### What is expected
Would you print the whole listing again, exactly?

---------- Records for this exercise

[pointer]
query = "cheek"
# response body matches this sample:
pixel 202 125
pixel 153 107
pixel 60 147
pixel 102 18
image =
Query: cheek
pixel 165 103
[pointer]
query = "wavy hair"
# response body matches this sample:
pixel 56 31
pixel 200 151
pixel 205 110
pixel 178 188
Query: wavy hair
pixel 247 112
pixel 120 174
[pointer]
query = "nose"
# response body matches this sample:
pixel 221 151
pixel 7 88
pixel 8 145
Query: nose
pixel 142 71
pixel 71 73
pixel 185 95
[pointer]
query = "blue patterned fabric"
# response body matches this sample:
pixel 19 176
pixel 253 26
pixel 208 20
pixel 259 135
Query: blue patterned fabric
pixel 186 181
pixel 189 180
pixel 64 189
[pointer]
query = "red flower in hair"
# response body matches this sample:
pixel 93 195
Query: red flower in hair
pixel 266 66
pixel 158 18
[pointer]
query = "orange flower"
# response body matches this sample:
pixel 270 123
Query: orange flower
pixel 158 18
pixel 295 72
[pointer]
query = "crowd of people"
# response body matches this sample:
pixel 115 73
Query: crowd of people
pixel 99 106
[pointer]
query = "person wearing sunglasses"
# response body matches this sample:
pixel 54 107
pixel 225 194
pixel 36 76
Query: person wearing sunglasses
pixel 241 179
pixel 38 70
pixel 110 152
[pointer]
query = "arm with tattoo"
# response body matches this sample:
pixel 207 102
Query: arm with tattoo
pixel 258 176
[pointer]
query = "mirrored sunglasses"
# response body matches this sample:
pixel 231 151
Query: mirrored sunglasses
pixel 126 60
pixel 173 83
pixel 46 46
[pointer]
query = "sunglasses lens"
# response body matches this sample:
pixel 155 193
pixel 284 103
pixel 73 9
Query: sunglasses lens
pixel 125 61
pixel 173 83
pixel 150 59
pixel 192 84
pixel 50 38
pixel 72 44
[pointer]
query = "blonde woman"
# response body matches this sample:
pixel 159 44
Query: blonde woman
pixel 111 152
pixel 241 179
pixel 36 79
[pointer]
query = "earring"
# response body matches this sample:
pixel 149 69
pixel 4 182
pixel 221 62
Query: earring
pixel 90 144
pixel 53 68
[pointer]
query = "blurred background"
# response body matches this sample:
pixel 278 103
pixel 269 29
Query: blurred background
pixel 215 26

--------------------

### Response to the task
[pointer]
query = "cheek"
# response body matches this sample:
pixel 202 125
pixel 153 107
pixel 60 147
pixel 102 18
image =
Query: cheek
pixel 165 103
[pointer]
query = "wavy hair"
# response body matches this sample:
pixel 56 31
pixel 200 151
pixel 205 110
pixel 178 188
Query: wavy hair
pixel 247 112
pixel 120 174
[pointer]
query = "nose"
# response body matches this sample:
pixel 221 151
pixel 7 88
pixel 8 145
Query: nose
pixel 142 71
pixel 71 73
pixel 185 95
[pointer]
query = "blue patterned fabric"
# response body matches this sample:
pixel 19 176
pixel 253 26
pixel 208 20
pixel 259 135
Query: blue patterned fabric
pixel 186 181
pixel 189 180
pixel 64 189
[pointer]
query = "red flower in hair"
# response body matches this sample:
pixel 93 195
Query: red flower in hair
pixel 266 66
pixel 158 18
[pointer]
query = "orange flower"
# response body matches this sample:
pixel 270 123
Query: orange flower
pixel 158 18
pixel 295 72
[pointer]
query = "crowd of people"
# response body matches this sample:
pixel 115 73
Query: crowd of people
pixel 99 106
[pointer]
query = "person wearing sunglasses"
# response body matches this sample:
pixel 54 107
pixel 225 194
pixel 36 76
Query: person wearing sunglasses
pixel 241 179
pixel 38 70
pixel 110 152
[pointer]
query = "arm with tattoo"
# response body matches this sample:
pixel 207 102
Query: arm with tattoo
pixel 258 176
[pointer]
query = "mirrored sunglasses"
# response body matches this sample:
pixel 231 151
Query: mirrored sunglasses
pixel 126 60
pixel 173 83
pixel 46 46
[pointer]
query = "sunglasses lens"
# response body matches this sample:
pixel 155 193
pixel 284 103
pixel 73 9
Query: sunglasses lens
pixel 125 61
pixel 173 83
pixel 150 59
pixel 192 84
pixel 50 38
pixel 72 44
[pointer]
query = "blonde woman"
# response body matches this sample:
pixel 159 44
Query: blonde woman
pixel 111 152
pixel 241 179
pixel 36 79
[pointer]
query = "earring"
# response body matches this sample:
pixel 149 69
pixel 4 182
pixel 221 62
Query: earring
pixel 90 144
pixel 53 68
[pointer]
query = "blurred background"
# response body matches this sample:
pixel 278 103
pixel 269 29
Query: blurred background
pixel 215 26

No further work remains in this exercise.